-- start of Material for the task --
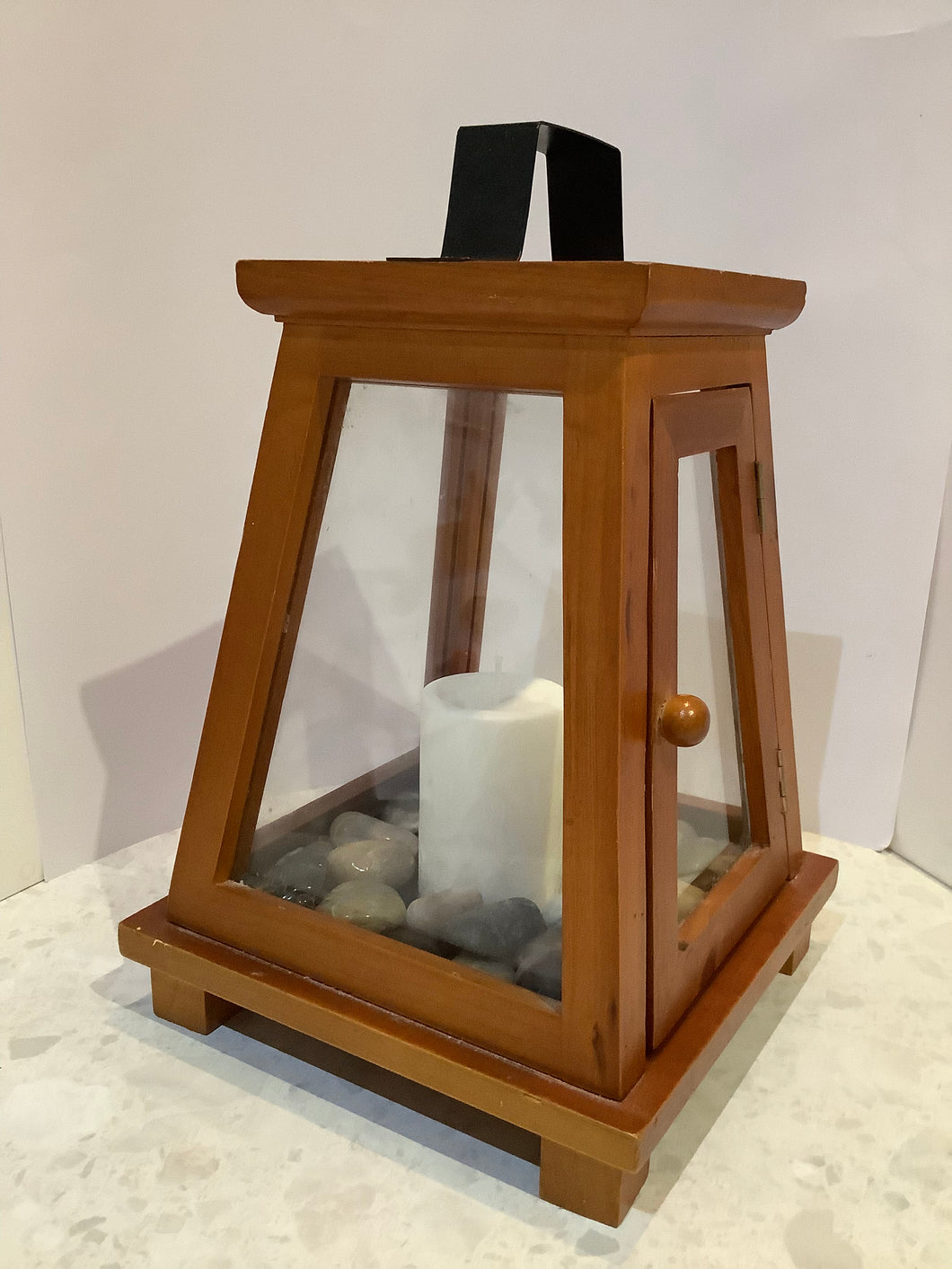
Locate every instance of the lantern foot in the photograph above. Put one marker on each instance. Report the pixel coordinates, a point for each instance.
(798, 955)
(586, 1185)
(188, 1007)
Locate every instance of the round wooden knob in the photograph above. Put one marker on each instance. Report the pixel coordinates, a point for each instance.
(684, 721)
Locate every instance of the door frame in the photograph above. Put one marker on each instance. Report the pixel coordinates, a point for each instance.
(684, 957)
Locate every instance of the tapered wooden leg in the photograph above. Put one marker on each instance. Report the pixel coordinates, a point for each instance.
(798, 955)
(190, 1007)
(586, 1185)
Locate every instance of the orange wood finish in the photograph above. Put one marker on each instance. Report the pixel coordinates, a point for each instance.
(645, 1002)
(611, 297)
(469, 481)
(621, 1133)
(188, 1005)
(586, 1185)
(684, 721)
(682, 958)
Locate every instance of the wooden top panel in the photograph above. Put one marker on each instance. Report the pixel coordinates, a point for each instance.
(613, 297)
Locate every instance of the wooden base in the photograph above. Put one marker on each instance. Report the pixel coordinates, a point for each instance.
(586, 1185)
(595, 1150)
(190, 1007)
(796, 956)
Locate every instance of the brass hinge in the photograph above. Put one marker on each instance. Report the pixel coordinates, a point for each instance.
(759, 485)
(782, 780)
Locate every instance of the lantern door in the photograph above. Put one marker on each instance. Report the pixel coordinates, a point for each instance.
(718, 847)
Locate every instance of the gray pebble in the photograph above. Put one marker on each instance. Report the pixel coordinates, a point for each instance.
(497, 930)
(301, 875)
(404, 811)
(491, 967)
(357, 826)
(421, 940)
(430, 912)
(540, 965)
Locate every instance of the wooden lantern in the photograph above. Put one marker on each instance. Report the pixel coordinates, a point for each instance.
(657, 375)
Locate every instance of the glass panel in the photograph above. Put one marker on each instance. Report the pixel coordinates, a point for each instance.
(415, 782)
(712, 819)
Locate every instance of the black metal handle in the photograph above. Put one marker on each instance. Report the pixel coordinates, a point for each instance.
(491, 187)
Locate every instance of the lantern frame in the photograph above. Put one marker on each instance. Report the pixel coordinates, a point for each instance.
(653, 363)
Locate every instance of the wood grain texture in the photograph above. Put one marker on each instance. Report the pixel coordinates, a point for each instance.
(472, 449)
(617, 1132)
(792, 964)
(187, 1005)
(586, 1185)
(684, 957)
(612, 297)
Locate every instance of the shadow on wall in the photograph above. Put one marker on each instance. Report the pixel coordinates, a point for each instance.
(346, 709)
(146, 719)
(814, 669)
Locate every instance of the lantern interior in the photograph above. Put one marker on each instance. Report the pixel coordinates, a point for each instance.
(409, 777)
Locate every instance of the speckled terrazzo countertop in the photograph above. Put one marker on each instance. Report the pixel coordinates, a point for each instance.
(820, 1140)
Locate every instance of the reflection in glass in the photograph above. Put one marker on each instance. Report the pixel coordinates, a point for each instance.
(414, 784)
(712, 820)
-- end of Material for the task --
What to do – Reproduce all entries without any change, and omit the pictures.

The result –
Locate every instance of the lantern foot in the photograph above. Put one marker on each instance. Report the pixel coordinates, a point for each instance.
(798, 955)
(586, 1185)
(188, 1007)
Locate every instance of the round wooden knob in the photograph above. Put one marker on each instance. Report the pixel coordinates, a point for each instance.
(684, 721)
Locate every instance of the door frame in the photograph above. Put one marker on each instance. Report the pixel coordinates, a point for each instance.
(684, 957)
Locate every instance of the tapered wooden leg in the photograph above. Put one marker on each instance. Report the pixel coordinates, a point for each instance.
(798, 955)
(190, 1007)
(586, 1185)
Locate every instance of the orange wood finish in the photograph above. Put one marker on each instance. Report the pixel coordinates, a point for each instance.
(645, 1002)
(611, 297)
(469, 481)
(621, 1133)
(188, 1005)
(586, 1185)
(684, 721)
(682, 958)
Locate every instance of the wooden top panel in the photograph above. Put one marker on each instance. Report the pixel coordinates, a point for each instance.
(613, 297)
Locate every instance of the wooden base in the photograph above. Put one marker on each instance. Report the pixel coordinates, a point for each instance.
(586, 1185)
(595, 1150)
(190, 1007)
(796, 956)
Locate every instance of the brass hinge in the photograph above. Put one marker on each instance. Report the pixel coordinates, a point for each instance.
(759, 485)
(782, 780)
Locate every instance of the lantern door in the photograph above. Put one marker on each instance. Report the pixel coordinates, a point for each instance.
(718, 847)
Locate every instance of the gray pebble in the photograph above. Put one marker on each instance. Report the pixel coordinates, a point for each instance.
(497, 930)
(301, 875)
(404, 811)
(491, 967)
(357, 826)
(421, 940)
(430, 912)
(540, 965)
Locate every instance of the wooden lantern in the photograph above. Put one marker on each instance. Report the pixel coordinates, a point for each instance.
(657, 375)
Locate every instance of the glass panel in the photograph above. Put one marker on each instance. Report the pixel coordinates, a point for each instance.
(415, 782)
(712, 819)
Locate every instance of the black metal handle in the photograph above. Put one marker on each instance. Report the pixel coordinates, a point for each instance.
(491, 187)
Locate every instance of the lantern frame in the photograph above. Put one marker on each instance. Report the pixel coordinates, a point for each instance.
(653, 363)
Locate every instance of the wood grain texture in the photograph above. Put one marker on each instance. Report the pixel coordinates, a point for each instance.
(472, 449)
(617, 1132)
(792, 964)
(187, 1005)
(586, 1185)
(684, 957)
(612, 297)
Locate every instance of the shadow on wall in the photograph above. Put one marker on each instance. Report the pixel coordinates, a point for each instance.
(346, 709)
(146, 719)
(814, 669)
Locate every instance of the lantern interior in the photograph above. Put one marker on each instance. Report the pixel coordinates, a point for each instance.
(409, 777)
Locate every instance of the speckled terrazzo countertop in the photograph above. Put one marker on each instance. Report the pixel coordinates, a point for each instance.
(820, 1140)
Locate every instance of the reflection in glass in the photograph above. Put one marker on each instance. Report the pixel coordinates, a point for each instance.
(414, 784)
(712, 820)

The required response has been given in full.